= Beginning of Section =

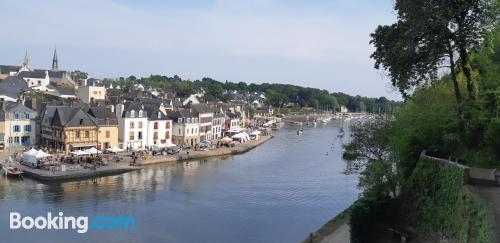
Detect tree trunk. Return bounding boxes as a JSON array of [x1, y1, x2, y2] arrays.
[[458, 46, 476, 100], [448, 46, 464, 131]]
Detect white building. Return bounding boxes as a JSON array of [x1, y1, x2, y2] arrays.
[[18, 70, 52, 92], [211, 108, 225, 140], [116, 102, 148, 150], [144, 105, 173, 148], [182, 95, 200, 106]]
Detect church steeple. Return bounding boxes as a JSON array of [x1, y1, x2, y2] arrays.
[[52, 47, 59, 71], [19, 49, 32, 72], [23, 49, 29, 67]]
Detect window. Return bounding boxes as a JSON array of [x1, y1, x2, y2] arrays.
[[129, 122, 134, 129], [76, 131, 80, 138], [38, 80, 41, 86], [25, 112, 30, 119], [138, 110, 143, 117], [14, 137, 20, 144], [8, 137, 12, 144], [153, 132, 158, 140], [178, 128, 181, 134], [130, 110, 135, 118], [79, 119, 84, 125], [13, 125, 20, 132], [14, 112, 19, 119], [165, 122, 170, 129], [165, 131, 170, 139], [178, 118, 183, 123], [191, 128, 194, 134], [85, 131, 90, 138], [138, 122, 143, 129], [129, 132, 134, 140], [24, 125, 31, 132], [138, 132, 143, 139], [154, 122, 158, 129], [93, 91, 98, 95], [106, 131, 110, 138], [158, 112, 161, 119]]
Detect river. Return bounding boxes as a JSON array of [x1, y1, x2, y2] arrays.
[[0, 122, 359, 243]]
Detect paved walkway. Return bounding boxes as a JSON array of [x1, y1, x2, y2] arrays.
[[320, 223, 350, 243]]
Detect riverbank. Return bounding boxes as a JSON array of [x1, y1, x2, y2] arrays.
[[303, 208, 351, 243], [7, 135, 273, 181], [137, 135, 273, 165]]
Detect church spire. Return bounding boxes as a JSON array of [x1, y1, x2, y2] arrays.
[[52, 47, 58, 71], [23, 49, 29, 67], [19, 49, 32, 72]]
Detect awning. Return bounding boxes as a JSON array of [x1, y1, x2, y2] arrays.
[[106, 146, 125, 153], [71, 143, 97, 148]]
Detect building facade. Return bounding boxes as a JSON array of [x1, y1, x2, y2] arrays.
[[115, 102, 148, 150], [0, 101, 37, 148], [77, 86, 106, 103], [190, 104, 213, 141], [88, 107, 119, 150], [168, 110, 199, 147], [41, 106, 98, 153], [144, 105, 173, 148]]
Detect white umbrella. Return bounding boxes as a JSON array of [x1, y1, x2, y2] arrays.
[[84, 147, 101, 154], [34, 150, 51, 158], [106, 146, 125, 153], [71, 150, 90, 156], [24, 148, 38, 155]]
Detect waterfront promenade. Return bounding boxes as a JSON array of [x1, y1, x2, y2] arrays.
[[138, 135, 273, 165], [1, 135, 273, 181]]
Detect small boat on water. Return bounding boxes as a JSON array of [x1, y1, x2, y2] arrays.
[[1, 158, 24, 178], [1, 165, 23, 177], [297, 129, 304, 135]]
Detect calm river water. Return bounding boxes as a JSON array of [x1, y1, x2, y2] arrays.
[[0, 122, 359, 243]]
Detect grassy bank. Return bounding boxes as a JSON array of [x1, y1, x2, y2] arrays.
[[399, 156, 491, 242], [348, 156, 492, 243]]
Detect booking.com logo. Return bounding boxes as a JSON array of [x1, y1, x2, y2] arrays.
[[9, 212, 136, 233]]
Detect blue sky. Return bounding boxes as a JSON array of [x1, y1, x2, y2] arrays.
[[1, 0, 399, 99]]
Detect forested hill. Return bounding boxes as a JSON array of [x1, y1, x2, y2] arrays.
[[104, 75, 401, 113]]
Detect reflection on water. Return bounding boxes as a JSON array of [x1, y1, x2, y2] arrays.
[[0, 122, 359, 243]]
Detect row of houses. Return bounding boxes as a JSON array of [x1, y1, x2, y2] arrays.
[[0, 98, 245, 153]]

= End of Section =
= Beginning of Section =

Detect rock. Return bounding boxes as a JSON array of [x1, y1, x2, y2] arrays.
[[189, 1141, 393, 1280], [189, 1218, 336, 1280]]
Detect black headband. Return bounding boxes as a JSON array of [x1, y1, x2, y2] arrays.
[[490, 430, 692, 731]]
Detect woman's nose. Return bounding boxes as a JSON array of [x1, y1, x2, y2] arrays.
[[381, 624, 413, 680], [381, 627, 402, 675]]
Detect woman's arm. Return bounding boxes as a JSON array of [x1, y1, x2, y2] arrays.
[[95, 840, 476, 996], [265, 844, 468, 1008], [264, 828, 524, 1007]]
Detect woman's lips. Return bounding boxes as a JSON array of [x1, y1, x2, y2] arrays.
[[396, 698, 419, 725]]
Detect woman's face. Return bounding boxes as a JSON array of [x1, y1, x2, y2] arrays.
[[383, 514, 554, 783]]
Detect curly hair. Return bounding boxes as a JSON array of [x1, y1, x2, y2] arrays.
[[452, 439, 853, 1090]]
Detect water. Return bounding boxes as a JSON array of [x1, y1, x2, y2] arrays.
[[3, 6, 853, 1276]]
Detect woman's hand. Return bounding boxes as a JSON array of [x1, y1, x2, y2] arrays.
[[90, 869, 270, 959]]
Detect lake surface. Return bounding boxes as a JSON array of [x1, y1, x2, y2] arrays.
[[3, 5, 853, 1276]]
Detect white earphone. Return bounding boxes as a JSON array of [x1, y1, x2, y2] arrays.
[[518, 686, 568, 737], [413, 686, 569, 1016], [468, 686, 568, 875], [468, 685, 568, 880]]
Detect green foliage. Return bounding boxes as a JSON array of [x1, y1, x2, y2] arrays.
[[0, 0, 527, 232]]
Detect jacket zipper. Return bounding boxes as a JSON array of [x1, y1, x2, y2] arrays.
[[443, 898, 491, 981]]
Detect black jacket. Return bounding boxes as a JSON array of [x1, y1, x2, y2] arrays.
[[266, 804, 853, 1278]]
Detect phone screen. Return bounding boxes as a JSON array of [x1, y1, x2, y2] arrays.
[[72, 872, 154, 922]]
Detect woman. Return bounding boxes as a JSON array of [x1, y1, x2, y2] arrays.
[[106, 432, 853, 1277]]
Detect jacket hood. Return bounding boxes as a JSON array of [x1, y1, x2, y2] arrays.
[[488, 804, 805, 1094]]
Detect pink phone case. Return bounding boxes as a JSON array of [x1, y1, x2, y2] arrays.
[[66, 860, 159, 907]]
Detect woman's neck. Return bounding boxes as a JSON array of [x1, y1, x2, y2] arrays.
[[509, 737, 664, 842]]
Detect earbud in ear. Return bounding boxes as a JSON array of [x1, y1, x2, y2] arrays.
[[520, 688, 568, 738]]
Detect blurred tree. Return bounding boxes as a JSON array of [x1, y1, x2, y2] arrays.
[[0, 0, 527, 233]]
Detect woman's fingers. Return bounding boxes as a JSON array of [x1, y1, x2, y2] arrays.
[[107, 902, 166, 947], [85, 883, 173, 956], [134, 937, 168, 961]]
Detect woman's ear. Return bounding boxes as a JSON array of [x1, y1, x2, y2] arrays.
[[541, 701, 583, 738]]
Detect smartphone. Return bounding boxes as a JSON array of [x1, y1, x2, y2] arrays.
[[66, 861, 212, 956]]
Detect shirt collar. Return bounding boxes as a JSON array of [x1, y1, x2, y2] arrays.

= End of Section =
= Beginning of Section =

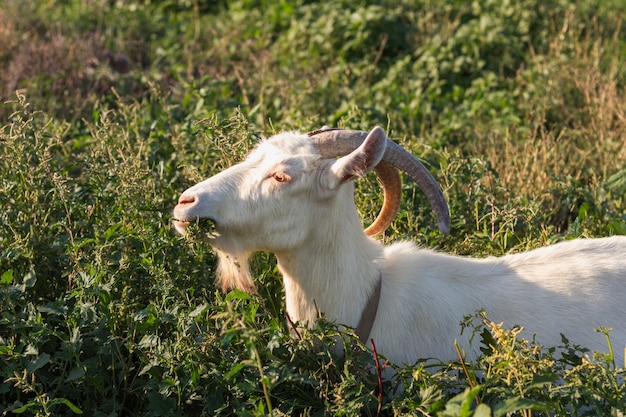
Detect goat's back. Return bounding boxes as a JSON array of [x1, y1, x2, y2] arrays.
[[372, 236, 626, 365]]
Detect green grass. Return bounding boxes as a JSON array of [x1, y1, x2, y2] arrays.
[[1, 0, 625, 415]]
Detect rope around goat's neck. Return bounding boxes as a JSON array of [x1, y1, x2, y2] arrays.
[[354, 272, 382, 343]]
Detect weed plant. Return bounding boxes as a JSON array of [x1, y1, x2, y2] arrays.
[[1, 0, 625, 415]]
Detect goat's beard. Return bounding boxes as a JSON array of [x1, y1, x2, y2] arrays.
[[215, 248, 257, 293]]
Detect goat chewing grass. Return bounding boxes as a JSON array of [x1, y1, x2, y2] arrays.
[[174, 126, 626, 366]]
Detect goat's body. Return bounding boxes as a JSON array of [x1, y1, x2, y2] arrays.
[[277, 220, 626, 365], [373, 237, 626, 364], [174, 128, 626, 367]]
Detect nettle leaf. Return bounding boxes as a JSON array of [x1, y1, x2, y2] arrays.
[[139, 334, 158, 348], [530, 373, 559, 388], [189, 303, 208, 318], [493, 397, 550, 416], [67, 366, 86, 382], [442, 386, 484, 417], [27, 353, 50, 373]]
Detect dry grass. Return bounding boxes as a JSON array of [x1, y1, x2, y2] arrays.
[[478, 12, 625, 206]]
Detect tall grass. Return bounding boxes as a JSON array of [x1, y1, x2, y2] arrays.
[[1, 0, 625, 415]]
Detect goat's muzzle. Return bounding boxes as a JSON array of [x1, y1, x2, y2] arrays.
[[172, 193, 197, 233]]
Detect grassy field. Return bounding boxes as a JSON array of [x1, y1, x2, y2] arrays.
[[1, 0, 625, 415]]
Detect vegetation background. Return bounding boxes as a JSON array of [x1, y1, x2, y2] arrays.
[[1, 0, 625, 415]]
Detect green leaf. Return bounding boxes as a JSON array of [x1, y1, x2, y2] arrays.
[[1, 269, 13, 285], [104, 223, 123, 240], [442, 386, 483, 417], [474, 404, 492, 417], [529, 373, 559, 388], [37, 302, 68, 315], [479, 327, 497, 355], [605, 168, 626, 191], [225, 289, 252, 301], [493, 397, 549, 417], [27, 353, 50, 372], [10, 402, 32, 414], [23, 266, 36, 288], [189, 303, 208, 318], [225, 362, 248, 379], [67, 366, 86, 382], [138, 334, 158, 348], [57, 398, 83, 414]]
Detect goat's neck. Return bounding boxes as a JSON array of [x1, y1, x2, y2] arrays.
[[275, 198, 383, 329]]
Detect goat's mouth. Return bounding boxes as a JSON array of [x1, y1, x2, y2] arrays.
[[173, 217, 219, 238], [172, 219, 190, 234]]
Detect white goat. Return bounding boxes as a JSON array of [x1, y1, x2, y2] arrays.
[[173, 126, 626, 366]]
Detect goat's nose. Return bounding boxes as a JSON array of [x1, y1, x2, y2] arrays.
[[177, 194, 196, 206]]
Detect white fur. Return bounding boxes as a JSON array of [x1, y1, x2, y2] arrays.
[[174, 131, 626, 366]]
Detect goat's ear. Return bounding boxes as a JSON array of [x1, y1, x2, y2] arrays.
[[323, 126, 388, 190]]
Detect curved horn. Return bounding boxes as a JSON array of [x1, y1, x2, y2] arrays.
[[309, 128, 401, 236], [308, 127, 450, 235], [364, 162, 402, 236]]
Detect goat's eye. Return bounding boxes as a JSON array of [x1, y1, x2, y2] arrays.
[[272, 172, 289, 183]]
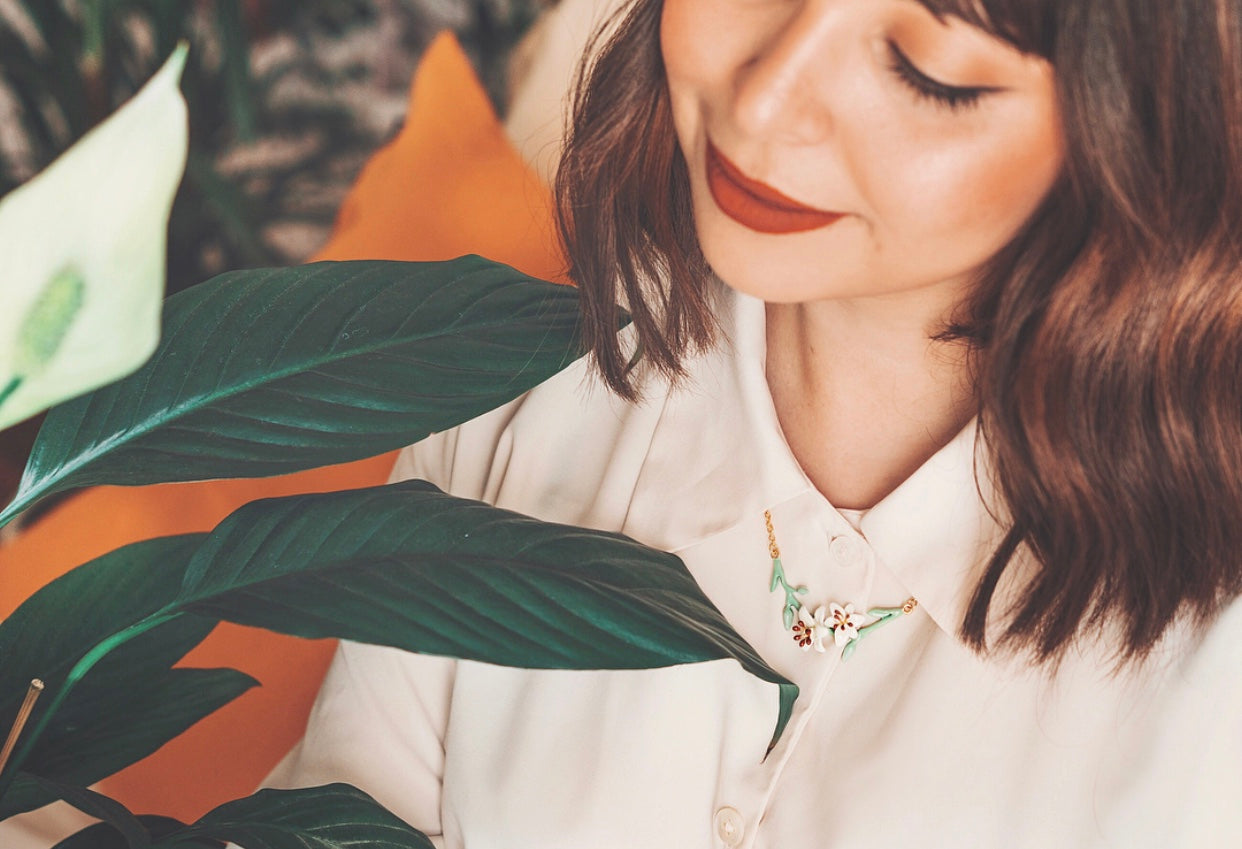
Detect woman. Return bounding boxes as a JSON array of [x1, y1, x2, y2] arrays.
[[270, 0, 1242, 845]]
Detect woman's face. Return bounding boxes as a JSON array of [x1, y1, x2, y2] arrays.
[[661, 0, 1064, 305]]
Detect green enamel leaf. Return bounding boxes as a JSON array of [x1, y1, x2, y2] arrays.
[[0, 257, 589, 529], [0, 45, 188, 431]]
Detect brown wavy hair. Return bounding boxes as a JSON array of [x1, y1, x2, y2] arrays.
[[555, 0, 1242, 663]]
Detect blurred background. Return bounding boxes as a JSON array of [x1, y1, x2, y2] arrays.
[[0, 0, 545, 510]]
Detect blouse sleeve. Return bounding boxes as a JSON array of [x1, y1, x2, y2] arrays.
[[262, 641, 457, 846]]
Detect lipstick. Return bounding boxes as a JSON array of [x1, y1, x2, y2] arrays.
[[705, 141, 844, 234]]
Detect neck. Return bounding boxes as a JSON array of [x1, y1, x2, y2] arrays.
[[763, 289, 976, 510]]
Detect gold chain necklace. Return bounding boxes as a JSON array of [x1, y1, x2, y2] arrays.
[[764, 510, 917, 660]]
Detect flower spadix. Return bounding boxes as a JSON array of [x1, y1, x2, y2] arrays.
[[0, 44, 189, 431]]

= End of Section =

Output only an exact transcription of the lines above from the one with "Detect lake surface." up to and including the one with "Detect shirt collar.".

Detect lake surface. Return bounding boxes as a JSON array of [x1, y1, x2, y2] arrays.
[[3, 5, 853, 1276]]
Detect white earphone. Return bounding boxes as a JSON array of [x1, y1, x2, y2] arrays.
[[518, 686, 568, 737], [413, 686, 569, 1016], [468, 686, 568, 875], [468, 685, 568, 880]]
Detect green foliage. Return bounding boxes as a JSON array of [x1, y1, x2, y2] arrays.
[[0, 0, 527, 232]]
Detect jacket zipper. Return bounding boxes as a JSON array of [x1, y1, x2, y2] arrays.
[[443, 898, 491, 981]]
Detect black jacket. Return bounding boxes as a JSON array of [x1, y1, x2, y2] arrays.
[[266, 804, 853, 1278]]
Detect phone screen. Return bounding boxes as a JSON array of [x1, y1, x2, y2] arrays.
[[72, 872, 154, 922]]
Detect woman. Return bounding boxes as a JSON array of [x1, y1, x2, y2] arrays.
[[106, 432, 853, 1277]]
Detect jacket hood. Return bounding boxes as a JSON array of [x1, y1, x2, y2] arrays.
[[488, 804, 805, 1094]]
Detect pink phone case. Return bounding boxes as a JSON array of [x1, y1, x2, y2] arrays.
[[66, 860, 159, 907]]
Detect woman's neck. Return bounding boxes as a JSON array of [x1, y1, x2, y2] arrays.
[[509, 737, 664, 842]]
Detect earbud in ear. Return bounding boxes as a JSON array of [x1, y1, x2, y2] arrays.
[[520, 688, 568, 738]]
Detect blurred tree. Return bounding boxes as a JSON array of [x1, y1, x2, y2] arrays.
[[0, 0, 527, 233]]
Detect woman's fingers. Return bounding boxes as a JSON array of [x1, y1, x2, y2] arrays.
[[107, 902, 166, 947], [85, 883, 173, 956], [134, 937, 168, 961]]
Detect woman's ear. Return bounding boxes as a JSON array of [x1, y1, x2, y2] arrays.
[[541, 701, 583, 738]]
Detect smartphone. Return bounding boxes as a JSON array of [x1, y1, x2, y2] arrays.
[[66, 861, 212, 956]]
Detect shirt collar. Return bounding boxes as a JSON array of [x1, y1, x2, y2] arrays.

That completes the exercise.